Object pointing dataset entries
__________________________________________________

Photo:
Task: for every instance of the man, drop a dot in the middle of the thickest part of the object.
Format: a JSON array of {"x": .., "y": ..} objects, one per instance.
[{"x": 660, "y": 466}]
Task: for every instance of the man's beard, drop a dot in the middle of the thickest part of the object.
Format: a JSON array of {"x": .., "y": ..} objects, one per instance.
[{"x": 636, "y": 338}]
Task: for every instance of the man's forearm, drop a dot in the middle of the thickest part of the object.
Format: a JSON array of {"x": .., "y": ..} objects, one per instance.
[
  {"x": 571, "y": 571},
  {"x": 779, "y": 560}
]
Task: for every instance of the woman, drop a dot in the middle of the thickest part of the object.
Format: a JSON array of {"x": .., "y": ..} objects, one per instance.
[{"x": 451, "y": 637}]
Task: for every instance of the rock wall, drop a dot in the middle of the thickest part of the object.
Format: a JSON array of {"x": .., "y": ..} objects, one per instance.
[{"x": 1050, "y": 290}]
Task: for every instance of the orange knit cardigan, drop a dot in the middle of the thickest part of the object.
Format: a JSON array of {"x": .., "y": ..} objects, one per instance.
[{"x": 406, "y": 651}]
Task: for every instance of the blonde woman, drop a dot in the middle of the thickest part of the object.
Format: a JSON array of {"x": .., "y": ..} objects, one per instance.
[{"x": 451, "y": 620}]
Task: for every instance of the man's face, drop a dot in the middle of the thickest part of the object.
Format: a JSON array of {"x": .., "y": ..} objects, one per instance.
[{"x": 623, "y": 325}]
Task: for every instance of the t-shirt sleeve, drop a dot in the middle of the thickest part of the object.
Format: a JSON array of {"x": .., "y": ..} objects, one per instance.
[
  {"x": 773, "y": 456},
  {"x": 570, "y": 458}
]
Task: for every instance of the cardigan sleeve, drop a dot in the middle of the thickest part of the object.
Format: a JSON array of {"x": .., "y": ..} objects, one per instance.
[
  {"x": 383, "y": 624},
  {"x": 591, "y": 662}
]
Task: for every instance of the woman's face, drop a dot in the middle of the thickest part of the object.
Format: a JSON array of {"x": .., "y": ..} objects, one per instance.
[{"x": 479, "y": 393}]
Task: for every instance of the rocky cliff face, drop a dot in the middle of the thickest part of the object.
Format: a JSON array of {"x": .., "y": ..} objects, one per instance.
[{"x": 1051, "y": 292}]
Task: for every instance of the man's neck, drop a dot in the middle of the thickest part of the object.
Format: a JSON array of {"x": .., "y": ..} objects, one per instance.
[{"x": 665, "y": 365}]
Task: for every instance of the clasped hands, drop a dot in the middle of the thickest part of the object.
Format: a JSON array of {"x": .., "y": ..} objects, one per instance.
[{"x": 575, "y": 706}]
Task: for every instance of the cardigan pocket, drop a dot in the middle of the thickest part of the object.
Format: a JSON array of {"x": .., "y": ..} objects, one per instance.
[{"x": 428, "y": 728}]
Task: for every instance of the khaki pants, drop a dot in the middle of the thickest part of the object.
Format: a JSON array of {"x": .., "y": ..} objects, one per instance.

__________________________________________________

What you will do >>
Can you present every line of the entries above as a numbered list, leaving out any blank lines?

Expected answer >>
1. Photo:
2. Task: for every instance of the man, drop a dot in the middle of the thickest part of the object.
3. Format: a JSON array of {"x": .., "y": ..} objects, one per instance.
4. [{"x": 660, "y": 466}]
5. Task: for every instance of the man's beard, drop a dot in the middle of the thickest part of the object.
6. Format: a JSON array of {"x": .., "y": ..} objects, one per instance.
7. [{"x": 636, "y": 338}]
8. Task: for every instance of the man's forearm, drop a dot in the middle of the thickest part of the object.
9. Format: a JSON array of {"x": .., "y": ..} objects, one per instance.
10. [
11.   {"x": 571, "y": 571},
12.   {"x": 779, "y": 560}
13. ]
14. Task: for every instance of the woman, drop a dot in the middle of the thickest part of the object.
15. Format: a JSON array of {"x": .., "y": ..} objects, one per instance.
16. [{"x": 451, "y": 637}]
17. Task: for every instance of the rock wall, drop a dot in the middle of the thickest part of the object.
18. Format: a JSON array of {"x": .., "y": ..} objects, one per instance.
19. [{"x": 1050, "y": 290}]
20. Task: for every instance of the orange knit cardigan, drop a dot in the middle of the thickest part of the object.
21. Format: a JSON array of {"x": .., "y": ..} objects, one per instance.
22. [{"x": 406, "y": 651}]
23. Task: for every instance of the blonde woman, drop a dot in the middle of the thickest part of the object.
24. Format: a JSON array of {"x": .., "y": ..} objects, one per instance.
25. [{"x": 451, "y": 620}]
26. Task: for every instance of the man's face, drop a dot in the middle of the thickest part of the object.
27. Format: a JSON array of {"x": .., "y": ..} objects, one per instance.
28. [{"x": 623, "y": 325}]
29. Task: for every instance of the t-shirt sleeve, drop a dot in the middle of the thickest part of the object.
30. Format: a JSON array of {"x": .., "y": ..} objects, one per instance.
31. [
32.   {"x": 773, "y": 456},
33.   {"x": 570, "y": 458}
34. ]
35. Task: for every instance of the cardigan sleeve, drop a dot in the middle of the thickest part of the object.
36. Format: a JSON array of {"x": .., "y": ..} objects, one per instance.
37. [
38.   {"x": 383, "y": 624},
39.   {"x": 591, "y": 662}
40. ]
41. Task: for every instance of the woman's face, drop a dot in the middle of the thickest part of the object.
42. Format: a JSON array of {"x": .., "y": ..} objects, one per instance.
43. [{"x": 479, "y": 393}]
44. Task: for every instance of the rocky cliff face, drop a dot in the middle of the thickest part of the object.
45. Format: a JSON array of {"x": .., "y": ..} objects, one per instance.
46. [{"x": 1051, "y": 292}]
47. Task: for every instance of the man's neck, drop a dot in the middle of the thickest part of the object.
48. Format: a JSON array of {"x": .., "y": ..} objects, one per instance.
49. [{"x": 665, "y": 365}]
50. Task: for every instance of the clasped hands, drop a dot in the middle of the thickest part of the object.
51. Format: a JSON array of {"x": .., "y": ..} objects, one per instance.
52. [{"x": 575, "y": 706}]
53. Task: for every instance of the cardigan pocket, drop a dot in the middle of the thickest part of the object.
54. Format: a JSON array of {"x": .., "y": ..} objects, one per instance.
55. [{"x": 428, "y": 728}]
56. Task: for every instance of the khaki pants, drop a dot in the middle of the thickest part of the object.
57. Format: a JSON array of {"x": .., "y": ..} objects, one per instance.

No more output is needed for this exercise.